Records provided |
────────

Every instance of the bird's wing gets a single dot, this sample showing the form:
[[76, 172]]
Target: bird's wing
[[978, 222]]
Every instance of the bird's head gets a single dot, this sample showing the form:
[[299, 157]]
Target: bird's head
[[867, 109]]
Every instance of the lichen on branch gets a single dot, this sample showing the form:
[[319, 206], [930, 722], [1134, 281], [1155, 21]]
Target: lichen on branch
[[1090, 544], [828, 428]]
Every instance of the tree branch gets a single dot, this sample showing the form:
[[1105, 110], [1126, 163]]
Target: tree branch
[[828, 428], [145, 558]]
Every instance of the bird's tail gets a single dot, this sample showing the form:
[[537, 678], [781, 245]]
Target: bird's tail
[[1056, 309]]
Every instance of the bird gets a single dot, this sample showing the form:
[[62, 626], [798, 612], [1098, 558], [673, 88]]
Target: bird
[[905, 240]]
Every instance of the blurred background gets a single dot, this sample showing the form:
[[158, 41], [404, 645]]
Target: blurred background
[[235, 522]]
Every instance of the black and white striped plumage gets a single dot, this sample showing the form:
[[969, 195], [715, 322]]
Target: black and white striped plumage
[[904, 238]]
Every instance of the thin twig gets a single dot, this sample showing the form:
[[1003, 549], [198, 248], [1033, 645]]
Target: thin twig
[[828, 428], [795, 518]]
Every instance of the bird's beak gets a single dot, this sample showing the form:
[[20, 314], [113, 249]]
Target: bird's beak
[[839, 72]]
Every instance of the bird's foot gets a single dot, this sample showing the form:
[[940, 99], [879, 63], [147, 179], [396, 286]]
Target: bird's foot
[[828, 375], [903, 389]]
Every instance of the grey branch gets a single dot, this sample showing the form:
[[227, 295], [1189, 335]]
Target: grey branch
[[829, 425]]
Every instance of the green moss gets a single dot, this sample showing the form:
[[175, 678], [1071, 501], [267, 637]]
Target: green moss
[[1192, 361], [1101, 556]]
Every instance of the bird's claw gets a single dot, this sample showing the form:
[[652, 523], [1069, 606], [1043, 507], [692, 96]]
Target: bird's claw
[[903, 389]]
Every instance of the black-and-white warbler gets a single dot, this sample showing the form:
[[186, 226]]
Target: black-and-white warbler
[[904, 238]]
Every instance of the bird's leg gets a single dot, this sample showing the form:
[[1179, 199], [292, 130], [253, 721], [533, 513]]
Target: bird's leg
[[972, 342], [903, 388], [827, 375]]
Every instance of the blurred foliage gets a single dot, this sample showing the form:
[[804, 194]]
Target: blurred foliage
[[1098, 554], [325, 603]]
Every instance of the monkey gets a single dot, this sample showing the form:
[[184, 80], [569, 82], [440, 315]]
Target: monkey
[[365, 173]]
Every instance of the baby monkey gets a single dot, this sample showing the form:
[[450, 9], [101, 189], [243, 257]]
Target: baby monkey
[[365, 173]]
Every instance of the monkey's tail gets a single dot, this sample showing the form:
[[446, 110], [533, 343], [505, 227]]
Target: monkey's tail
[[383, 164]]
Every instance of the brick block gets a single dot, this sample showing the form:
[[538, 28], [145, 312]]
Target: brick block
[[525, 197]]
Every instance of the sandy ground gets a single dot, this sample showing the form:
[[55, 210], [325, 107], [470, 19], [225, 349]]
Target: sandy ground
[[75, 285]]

────────

Copy out all of the material above word for word, keeping every line in its original order.

Right answer |
Every instance of the bird's wing gets a single dot, this sample showing the form:
[[76, 172]]
Target: bird's wing
[[978, 222]]
Every instance of the bird's head gets a single dot, this sample showing the form:
[[299, 157]]
Target: bird's head
[[867, 109]]
Every instance of the lichen on branch gets a single dot, this sample showing the form:
[[319, 206], [930, 722], [1134, 281], [1155, 21]]
Target: lichen on branch
[[1090, 544], [828, 428]]
Every instance of the tree branch gets a single dot, this sample showing the form:
[[1105, 110], [1126, 163]]
Target: tree branch
[[828, 428], [145, 558]]
Every instance of the bird's tail gets a single dot, this sample showing the form:
[[537, 678], [781, 245]]
Target: bird's tail
[[1056, 309]]
Every instance of the bird gets a single dot, this sample showing the form:
[[62, 626], [798, 612], [1098, 558], [673, 88]]
Target: bird
[[905, 240]]
Every instance of the blurred background gets a single dot, this sample showing the form:
[[158, 41], [404, 645]]
Target: blurred background
[[235, 522]]
Every instance of the black and white striped plumage gets a single dot, this sample showing the form:
[[969, 195], [715, 322]]
Target: black and white striped plumage
[[904, 238]]
Every instance of the thin twig gets a single dot, this sample showing the form:
[[1003, 549], [198, 248], [1033, 645]]
Target: thin twig
[[828, 428], [795, 518]]
Every instance of the bird's beak gets a single dot, this sample showing the form:
[[20, 314], [113, 249]]
Target: bird's beak
[[839, 72]]
Every instance of the bird's foot gets a single dot, this sample showing the form:
[[940, 99], [879, 63], [147, 179], [396, 286]]
Target: bird's foot
[[828, 375], [903, 389]]
Every instance of the grey branch gets a single dot, this sample showing the form:
[[227, 295], [1189, 335]]
Target: grey branch
[[829, 425]]
Every instance of the green moss gets a single dot, this sample showing the form:
[[175, 678], [1071, 501], [267, 637]]
Target: green moss
[[1192, 361], [1101, 556]]
Every instance of the bird's claw gets a single dot, this sample showing the form:
[[652, 523], [1069, 606], [1043, 507], [692, 96]]
Target: bird's claw
[[903, 389]]
Every instance of the black-and-white warbler gets a single dot, this sample showing the form:
[[186, 226]]
Target: black-and-white warbler
[[904, 238]]
Every instance of the bird's leg gets a single dot, this sample showing the form:
[[1179, 199], [292, 130], [253, 721], [533, 513]]
Target: bird's leg
[[972, 342], [903, 388], [827, 375]]
Every instance of the blurred foliage gets a single dot, this sample showing the form:
[[804, 194]]
Target: blurred foliage
[[1098, 554], [325, 603]]
Every instance of the monkey gets a single dot, this sample showing the form:
[[184, 80], [569, 82], [440, 315]]
Target: monkey
[[365, 173]]
Every instance of the baby monkey gets a single dot, this sample showing the form:
[[450, 9], [101, 189], [243, 257]]
Target: baby monkey
[[365, 173]]
Every instance of the monkey's tail gets a single dot, this sample showing the form:
[[446, 110], [533, 343], [505, 227]]
Target: monkey's tail
[[383, 164]]
Every instance of the brick block gets a single dot, this sample showing the form:
[[538, 28], [145, 312]]
Target: brick block
[[525, 197]]
Every instance of the sandy ground gets a single dot, this sample showing the form:
[[55, 210], [325, 107], [470, 19], [225, 349]]
Target: sandy ground
[[75, 285]]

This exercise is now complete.